====== Text shown

The eurozone economy nearly ground to a halt in the second quarter of 2025, with growth flatlining amid a sharp downturn in industrial production and renewed concerns over the region’s fragile recovery.
According to Eurostat’s second-quarter estimate released Thursday, gross domestic product (GDP) in the euro area expanded by just 0.1% in the three months to June, matching the initial flash reading. The wider European Union (EU) recorded a modest 0.2% gain. Both results marked a steep slowdown from the first quarter, when eurozone GDP rose by 0.6% and EU GDP by 0.5%, buoyed by strong exports.
The latest data puts the eurozone well behind the United States, where the economy grew 0.7% in the same period after contracting slightly in the first quarter. On an annual basis, eurozone GDP rose 1.4%, compared to the US’s 2.0%.
National Divergences
Economic performance varied widely across member states. Spain emerged as the standout performer with 0.7% quarterly growth, driven by strong domestic demand and increased capital investment. Portugal followed with a 0.6% gain, while France posted a modest 0.3% rise.
Germany and Italy, the bloc’s largest and third-largest economies, both contracted by 0.1%. Germany’s decline reflected weakness in investment, particularly in construction and capital goods, while Italy’s downturn was linked to sluggish consumption and falling industrial activity. Ireland recorded the steepest contraction at 1%.
Elsewhere, Eastern European members fared better, with Romania and Poland expanding by 1.2% and 0.8% respectively, supported by resilient consumer spending and EU recovery fund inflows.
Industrial Output Slump
Adding to concerns, eurozone industrial production fell 1.3% in June, reversing a 1.1% rise in May and exceeding expectations for a smaller drop. The decline was broad-based, with capital goods output down 2.2% and non-durable consumer goods tumbling 4.7%. The EU as a whole saw a 1% fall.
Ireland experienced the sharpest monthly production drop at 11.3%, followed by Portugal and Lithuania. In contrast, Belgium, France, and Sweden recorded notable gains.
Shifting Sentiment
While the euro area continues to trail the US in growth and productivity, analysts at Goldman Sachs note a shift in investor sentiment toward Europe. They cite Germany’s fiscal policy adjustments and increased uncertainty in the US as factors attracting capital flows to the continent. The bank has raised its eurozone growth forecast for 2027 by 1.2% since January, while lowering its US forecast by 1.7%.

============
====== Given data

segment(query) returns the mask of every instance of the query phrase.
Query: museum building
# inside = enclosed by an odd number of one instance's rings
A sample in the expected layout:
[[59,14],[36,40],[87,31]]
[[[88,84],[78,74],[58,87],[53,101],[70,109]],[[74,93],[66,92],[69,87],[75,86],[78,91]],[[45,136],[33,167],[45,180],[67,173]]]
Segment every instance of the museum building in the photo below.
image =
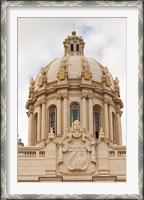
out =
[[75,31],[63,45],[64,56],[30,81],[18,181],[126,181],[119,80],[84,55]]

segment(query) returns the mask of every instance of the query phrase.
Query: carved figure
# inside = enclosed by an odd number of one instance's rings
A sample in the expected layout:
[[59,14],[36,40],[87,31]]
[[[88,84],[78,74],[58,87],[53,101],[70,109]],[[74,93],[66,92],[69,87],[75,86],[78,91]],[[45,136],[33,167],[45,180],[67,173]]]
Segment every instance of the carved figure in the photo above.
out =
[[95,143],[89,140],[78,120],[73,122],[59,145],[58,164],[61,173],[93,173],[96,170]]
[[107,67],[105,67],[104,69],[103,69],[103,77],[102,77],[102,79],[103,79],[103,82],[105,82],[106,83],[106,85],[108,86],[108,87],[110,87],[111,86],[111,77],[109,76],[109,74],[108,74],[108,68]]

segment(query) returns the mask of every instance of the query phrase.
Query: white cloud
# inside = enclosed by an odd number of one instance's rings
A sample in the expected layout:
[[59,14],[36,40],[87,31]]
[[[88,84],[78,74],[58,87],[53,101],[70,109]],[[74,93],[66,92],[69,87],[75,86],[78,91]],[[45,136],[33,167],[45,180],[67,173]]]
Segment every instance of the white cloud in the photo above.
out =
[[[19,18],[18,20],[18,133],[27,144],[28,117],[25,104],[29,80],[41,67],[64,54],[63,41],[75,24],[85,41],[85,55],[107,66],[120,79],[121,98],[126,105],[125,18]],[[126,106],[125,106],[126,107]],[[126,135],[126,108],[122,117]]]

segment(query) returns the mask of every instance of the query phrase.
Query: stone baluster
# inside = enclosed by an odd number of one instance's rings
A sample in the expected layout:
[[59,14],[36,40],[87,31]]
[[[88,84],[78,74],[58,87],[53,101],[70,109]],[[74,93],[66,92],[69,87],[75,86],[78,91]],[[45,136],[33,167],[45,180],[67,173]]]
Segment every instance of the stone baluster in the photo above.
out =
[[29,109],[28,146],[33,145],[33,109]]
[[46,103],[42,103],[42,139],[46,137]]
[[122,144],[122,131],[121,131],[121,116],[120,110],[116,112],[116,124],[117,124],[117,144]]
[[87,128],[86,96],[82,96],[82,127]]
[[113,141],[113,122],[111,105],[109,105],[109,137]]
[[89,97],[89,132],[93,135],[93,99]]
[[41,139],[41,105],[38,107],[38,134],[37,141]]
[[104,133],[109,138],[109,122],[108,122],[108,104],[104,102]]
[[64,96],[64,117],[63,117],[64,134],[68,131],[68,97]]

============

*Exercise A*:
Answer these questions using the article on the eurozone economy:
(i) By how much did euro area GDP grow in the three months to June?
(ii) Which country had the sharpest monthly drop in industrial production, and how large was it?
(iii) By how much has Goldman Sachs raised its eurozone growth forecast for 2027 since January?
*Exercise B*: Copy the part of the article on the eurozone economy that begins with the words "Shifting Sentiment" and ends with "forecast by 1.7%.", changing "investor sentiment" to "market sentiment".
*Exercise C*: Turn the paragraph of the article on the eurozone economy that begins "Economic performance varied widely" into a short list that keeps its main facts.

*Problem solution A*:
(i) 0.1%
(ii) Ireland, at 11.3%
(iii) By 1.2%

*Problem solution B*:
Shifting Sentiment
While the euro area continues to trail the US in growth and productivity, analysts at Goldman Sachs note a shift in market sentiment toward Europe. They cite Germany’s fiscal policy adjustments and increased uncertainty in the US as factors attracting capital flows to the continent. The bank has raised its eurozone growth forecast for 2027 by 1.2% since January, while lowering its US forecast by 1.7%.

*Problem solution C*:
- Spain: 0.7% quarterly growth, the strongest performance, driven by strong domestic demand and increased capital investment
- Portugal: 0.6% growth
- France: 0.3% growth